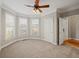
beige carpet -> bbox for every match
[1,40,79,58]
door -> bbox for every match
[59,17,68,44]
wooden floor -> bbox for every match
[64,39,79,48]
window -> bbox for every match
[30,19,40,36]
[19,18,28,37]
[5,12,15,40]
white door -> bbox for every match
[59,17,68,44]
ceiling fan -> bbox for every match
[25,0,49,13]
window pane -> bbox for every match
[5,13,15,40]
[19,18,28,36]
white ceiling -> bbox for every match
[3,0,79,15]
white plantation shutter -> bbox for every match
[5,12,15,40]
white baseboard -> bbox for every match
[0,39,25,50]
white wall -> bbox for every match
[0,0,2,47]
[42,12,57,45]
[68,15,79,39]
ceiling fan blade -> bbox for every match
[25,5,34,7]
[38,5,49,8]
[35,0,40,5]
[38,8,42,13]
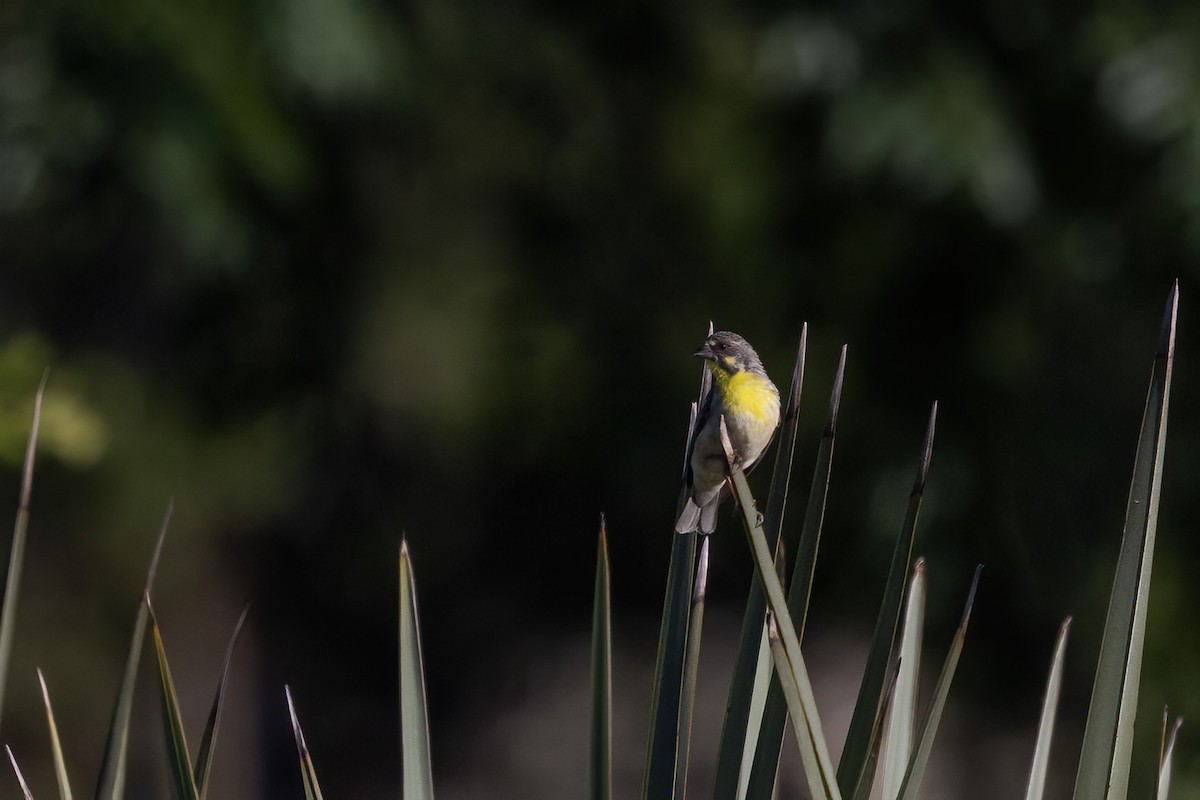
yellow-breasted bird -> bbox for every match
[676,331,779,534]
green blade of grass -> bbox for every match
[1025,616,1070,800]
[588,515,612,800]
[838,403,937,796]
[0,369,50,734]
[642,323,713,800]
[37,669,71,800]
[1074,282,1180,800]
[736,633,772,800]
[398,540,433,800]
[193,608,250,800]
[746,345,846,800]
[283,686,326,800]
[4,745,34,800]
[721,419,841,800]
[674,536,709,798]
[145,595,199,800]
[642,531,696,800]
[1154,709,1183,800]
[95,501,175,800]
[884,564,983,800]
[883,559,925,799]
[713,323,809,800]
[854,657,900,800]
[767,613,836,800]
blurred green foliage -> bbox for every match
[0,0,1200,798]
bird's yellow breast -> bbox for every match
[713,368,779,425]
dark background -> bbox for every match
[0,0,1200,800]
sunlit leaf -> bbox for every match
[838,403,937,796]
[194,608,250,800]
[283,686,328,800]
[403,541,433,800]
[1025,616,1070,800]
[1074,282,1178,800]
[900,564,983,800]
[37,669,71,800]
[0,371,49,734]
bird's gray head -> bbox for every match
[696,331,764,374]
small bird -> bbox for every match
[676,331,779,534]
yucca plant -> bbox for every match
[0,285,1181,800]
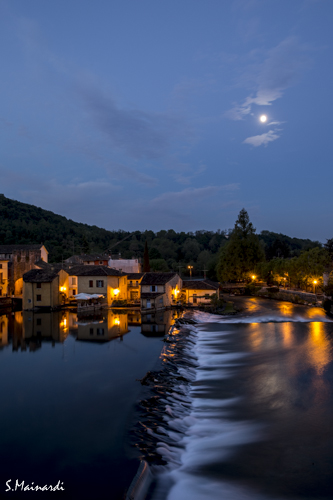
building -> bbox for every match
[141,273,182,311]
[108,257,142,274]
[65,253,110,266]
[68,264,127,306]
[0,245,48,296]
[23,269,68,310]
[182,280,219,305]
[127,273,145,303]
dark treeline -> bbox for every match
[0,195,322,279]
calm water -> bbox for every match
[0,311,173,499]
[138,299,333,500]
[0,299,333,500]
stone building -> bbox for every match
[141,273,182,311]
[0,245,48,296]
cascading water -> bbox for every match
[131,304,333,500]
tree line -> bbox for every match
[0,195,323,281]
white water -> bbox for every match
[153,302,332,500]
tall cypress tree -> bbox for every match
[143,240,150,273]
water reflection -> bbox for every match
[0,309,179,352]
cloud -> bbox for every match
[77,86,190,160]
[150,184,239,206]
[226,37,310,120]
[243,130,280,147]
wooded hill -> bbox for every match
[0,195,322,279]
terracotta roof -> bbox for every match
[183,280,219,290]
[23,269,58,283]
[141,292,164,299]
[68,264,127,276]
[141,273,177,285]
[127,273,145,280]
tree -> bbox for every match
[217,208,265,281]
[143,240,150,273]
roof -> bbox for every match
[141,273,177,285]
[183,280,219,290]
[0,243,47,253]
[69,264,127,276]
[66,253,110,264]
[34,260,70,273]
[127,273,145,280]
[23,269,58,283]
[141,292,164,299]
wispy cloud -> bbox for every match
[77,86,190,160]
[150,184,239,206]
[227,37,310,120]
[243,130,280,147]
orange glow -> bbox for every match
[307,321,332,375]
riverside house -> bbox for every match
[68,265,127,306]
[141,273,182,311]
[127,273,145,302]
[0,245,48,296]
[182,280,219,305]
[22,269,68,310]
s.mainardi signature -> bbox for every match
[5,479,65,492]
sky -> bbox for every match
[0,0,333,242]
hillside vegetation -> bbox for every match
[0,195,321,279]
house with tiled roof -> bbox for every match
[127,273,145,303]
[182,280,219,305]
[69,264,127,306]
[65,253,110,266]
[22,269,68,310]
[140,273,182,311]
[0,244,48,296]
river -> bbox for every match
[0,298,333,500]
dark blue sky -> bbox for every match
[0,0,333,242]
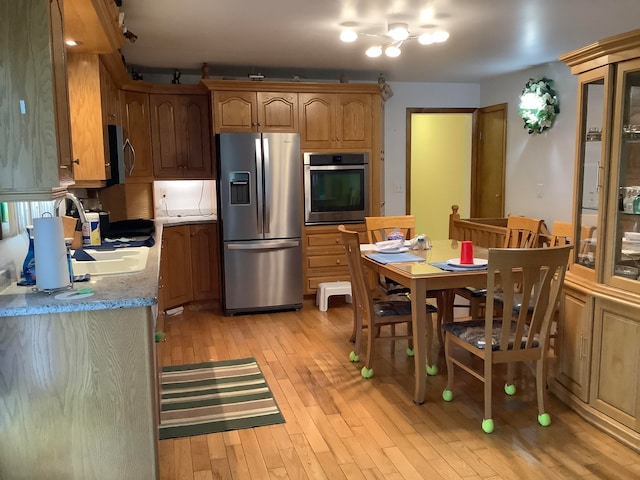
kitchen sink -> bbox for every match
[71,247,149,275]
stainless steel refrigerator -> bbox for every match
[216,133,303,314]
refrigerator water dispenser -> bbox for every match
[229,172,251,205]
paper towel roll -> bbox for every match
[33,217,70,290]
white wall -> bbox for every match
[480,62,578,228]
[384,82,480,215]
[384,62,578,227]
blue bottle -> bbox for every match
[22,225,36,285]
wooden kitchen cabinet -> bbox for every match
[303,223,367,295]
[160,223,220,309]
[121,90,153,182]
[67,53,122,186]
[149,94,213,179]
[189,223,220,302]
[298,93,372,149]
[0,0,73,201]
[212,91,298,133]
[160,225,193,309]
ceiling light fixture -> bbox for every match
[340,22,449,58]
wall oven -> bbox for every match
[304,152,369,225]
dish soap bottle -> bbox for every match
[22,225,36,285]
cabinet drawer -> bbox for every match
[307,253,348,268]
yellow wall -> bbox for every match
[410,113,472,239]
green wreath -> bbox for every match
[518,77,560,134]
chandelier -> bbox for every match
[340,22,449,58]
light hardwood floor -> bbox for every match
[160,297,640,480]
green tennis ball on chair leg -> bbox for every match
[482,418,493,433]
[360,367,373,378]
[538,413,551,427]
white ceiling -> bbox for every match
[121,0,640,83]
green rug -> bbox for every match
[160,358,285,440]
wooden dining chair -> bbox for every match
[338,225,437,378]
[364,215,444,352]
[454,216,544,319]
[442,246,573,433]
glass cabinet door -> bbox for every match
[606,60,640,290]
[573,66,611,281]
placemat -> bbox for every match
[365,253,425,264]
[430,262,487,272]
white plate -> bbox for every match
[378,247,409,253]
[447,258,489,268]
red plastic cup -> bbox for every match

━━━━━━━━━━━━━━━━━━━━━━━━━━━━━━

* _Exercise requirements_: Extract the full listing above line for line and unchanged, leaving out the pictures.

* _Final answer_:
beige carpet -> bbox for every match
[1,40,79,58]
door -> bbox for every match
[59,17,68,44]
wooden floor -> bbox for every match
[64,39,79,48]
window -> bbox for every match
[30,19,40,36]
[19,18,28,37]
[5,12,15,40]
white door -> bbox for every match
[59,17,68,44]
ceiling fan -> bbox for every match
[25,0,49,13]
window pane -> bbox for every match
[5,13,15,40]
[19,18,28,36]
white ceiling -> bbox for every match
[3,0,79,15]
white plantation shutter -> bbox for every match
[5,12,15,40]
white baseboard -> bbox for every match
[0,39,25,50]
white wall -> bbox for every match
[0,0,2,47]
[42,12,57,45]
[68,15,79,39]
ceiling fan blade -> bbox for every match
[25,5,34,7]
[38,5,49,8]
[35,0,40,5]
[38,8,42,13]
yellow-breasted bird -> bbox for every match
[676,331,779,534]
green blade of grass -> bbox for every match
[1025,616,1070,800]
[588,515,612,800]
[838,403,937,796]
[0,369,50,734]
[642,323,713,800]
[37,669,71,800]
[1074,282,1180,800]
[736,633,772,800]
[398,540,433,800]
[193,608,250,800]
[746,345,846,800]
[283,686,326,800]
[4,745,34,800]
[721,419,841,800]
[674,536,709,798]
[145,595,199,800]
[642,531,696,800]
[1154,709,1183,800]
[95,501,175,800]
[884,564,983,800]
[883,559,925,799]
[713,323,809,800]
[854,657,900,800]
[767,613,836,800]
blurred green foliage -> bbox for every match
[0,0,1200,798]
bird's yellow breast -> bbox for every match
[713,368,779,425]
dark background -> bbox for every match
[0,0,1200,800]
sunlit leaf -> bbox for every match
[838,403,937,796]
[194,608,250,800]
[283,686,328,800]
[403,541,433,800]
[1025,616,1070,800]
[1074,282,1178,800]
[900,564,983,800]
[37,669,71,800]
[0,371,49,734]
bird's gray head -> bbox for every match
[696,331,764,374]
small bird -> bbox for every match
[676,331,779,534]
yucca plant -> bbox for every match
[0,285,1181,800]
building -> bbox for every match
[141,273,182,311]
[108,257,142,274]
[65,253,110,266]
[68,264,127,306]
[0,245,48,296]
[23,269,68,310]
[182,280,219,305]
[127,273,145,303]
dark treeline -> bbox for every match
[0,195,322,279]
calm water -> bbox for every match
[0,311,173,499]
[138,299,333,500]
[0,299,333,500]
stone building -> bbox for every match
[141,273,182,311]
[0,245,48,296]
cascading water -> bbox for every match
[131,304,333,500]
tree line -> bbox for every match
[0,195,323,281]
white water -> bbox for every match
[153,302,332,500]
tall cypress tree -> bbox for every match
[143,240,150,273]
water reflection -> bbox for every match
[0,309,179,352]
cloud -> bbox for every match
[77,86,190,160]
[150,184,239,206]
[226,37,310,120]
[243,130,280,147]
wooded hill -> bbox for every match
[0,195,322,279]
terracotta roof -> bbox for every match
[183,280,219,290]
[23,269,58,283]
[141,292,164,299]
[68,264,127,276]
[141,273,177,285]
[127,273,145,280]
tree -> bbox for every match
[217,208,265,281]
[143,240,150,273]
roof -> bbox for every match
[141,273,177,285]
[183,280,219,290]
[0,243,47,253]
[69,264,127,276]
[66,253,110,264]
[34,260,70,273]
[127,273,145,280]
[23,269,58,283]
[141,292,164,299]
wispy cloud -> bbox for every match
[77,86,190,160]
[150,184,239,206]
[227,37,310,120]
[243,130,280,147]
orange glow -> bbox for every match
[307,321,332,375]
riverside house -> bbox for every match
[68,265,127,306]
[141,273,182,311]
[127,273,145,302]
[0,245,48,296]
[182,280,219,305]
[22,269,68,310]
s.mainardi signature -> bbox for every match
[5,479,65,492]
sky -> bbox for every match
[0,0,333,242]
hillside vegetation -> bbox for every match
[0,195,321,279]
house with tiled roof -> bbox for every match
[127,273,145,303]
[182,280,219,305]
[69,264,127,306]
[65,253,110,266]
[22,269,68,310]
[140,273,182,311]
[0,244,48,296]
river -> bbox for every match
[0,298,333,500]
dark blue sky -> bbox for every match
[0,0,333,242]
kitchen sink -> bbox for every match
[71,247,149,275]
stainless steel refrigerator -> bbox for every match
[216,133,303,314]
refrigerator water dispenser -> bbox for every match
[229,172,251,205]
paper towel roll -> bbox for every match
[33,217,70,290]
white wall -> bbox for every match
[480,62,578,228]
[384,82,480,215]
[384,62,578,227]
blue bottle -> bbox for every match
[22,225,36,285]
wooden kitchen cabinet -> bbox for every match
[303,223,367,295]
[160,223,220,309]
[121,90,153,182]
[67,53,122,186]
[149,94,213,179]
[189,223,220,302]
[298,93,372,149]
[0,0,73,201]
[212,91,298,133]
[160,225,193,309]
ceiling light fixture -> bbox for every match
[340,22,449,58]
wall oven -> bbox for every match
[304,152,369,225]
dish soap bottle -> bbox for every match
[22,225,36,285]
cabinet drawer -> bbox for every match
[307,253,348,268]
yellow wall -> bbox for every match
[410,113,472,239]
green wreath -> bbox for every match
[518,77,560,134]
chandelier -> bbox for every match
[340,22,449,58]
light hardwood floor -> bbox for every match
[160,297,640,480]
green tennis ball on chair leg -> bbox for every match
[482,418,493,433]
[360,367,373,378]
[538,413,551,427]
white ceiling -> bbox for every match
[121,0,640,83]
green rug -> bbox for every match
[160,358,285,440]
wooden dining chair -> bbox for every match
[338,225,437,378]
[364,215,444,352]
[454,216,544,319]
[442,246,573,433]
glass cabinet door -> bbox for every match
[606,60,640,290]
[573,66,611,281]
placemat -> bbox for every match
[365,253,425,264]
[430,262,487,272]
white plate -> bbox for every match
[378,247,409,253]
[447,258,489,268]
red plastic cup -> bbox for every match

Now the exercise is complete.